> To be done: Please turn the lines of the material below into a numbered list, leaving out any blank lines.

(Rows from the dataset)
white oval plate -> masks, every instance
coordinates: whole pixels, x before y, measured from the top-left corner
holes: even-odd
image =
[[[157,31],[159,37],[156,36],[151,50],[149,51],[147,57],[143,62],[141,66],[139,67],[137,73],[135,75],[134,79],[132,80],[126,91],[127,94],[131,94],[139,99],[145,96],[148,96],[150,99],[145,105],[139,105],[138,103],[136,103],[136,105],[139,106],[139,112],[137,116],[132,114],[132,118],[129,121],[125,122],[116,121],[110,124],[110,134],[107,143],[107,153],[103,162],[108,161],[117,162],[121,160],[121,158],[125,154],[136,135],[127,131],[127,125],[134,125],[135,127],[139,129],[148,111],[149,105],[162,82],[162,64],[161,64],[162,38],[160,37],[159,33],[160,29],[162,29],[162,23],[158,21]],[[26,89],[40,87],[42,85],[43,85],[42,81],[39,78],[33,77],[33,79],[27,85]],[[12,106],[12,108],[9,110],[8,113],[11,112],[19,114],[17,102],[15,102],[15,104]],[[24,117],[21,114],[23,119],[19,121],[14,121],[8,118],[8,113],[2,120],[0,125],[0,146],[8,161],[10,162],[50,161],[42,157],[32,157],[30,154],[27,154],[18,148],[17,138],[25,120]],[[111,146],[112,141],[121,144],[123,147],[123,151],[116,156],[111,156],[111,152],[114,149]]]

> Right answer:
1. white oval plate -> masks, every instance
2. coordinates: whole pixels, x before y, measured from the top-left corner
3. holes: even-odd
4. image =
5. [[[157,31],[159,37],[156,36],[151,50],[149,51],[147,57],[143,62],[141,66],[139,67],[137,73],[135,75],[134,79],[132,80],[126,91],[127,94],[131,94],[139,99],[145,96],[148,96],[150,99],[145,105],[139,105],[138,103],[136,103],[136,105],[139,106],[139,112],[137,116],[132,114],[132,118],[129,121],[125,122],[116,121],[110,124],[110,134],[107,143],[107,153],[103,162],[108,161],[117,162],[121,160],[121,158],[125,154],[136,135],[127,131],[127,125],[134,125],[135,127],[139,129],[148,111],[149,105],[162,82],[162,64],[161,64],[162,38],[160,37],[159,33],[160,29],[162,29],[162,23],[158,21]],[[26,89],[40,87],[42,85],[43,85],[42,81],[39,78],[33,77],[33,79],[27,85]],[[12,106],[12,108],[9,110],[8,113],[11,112],[19,114],[17,102],[15,102],[15,104]],[[24,117],[21,114],[23,119],[19,121],[14,121],[8,118],[8,113],[2,120],[0,125],[0,146],[8,161],[10,162],[50,161],[42,157],[32,157],[30,154],[27,154],[18,148],[17,138],[25,120]],[[111,146],[112,141],[121,144],[123,147],[123,151],[116,156],[111,156],[111,152],[114,149]]]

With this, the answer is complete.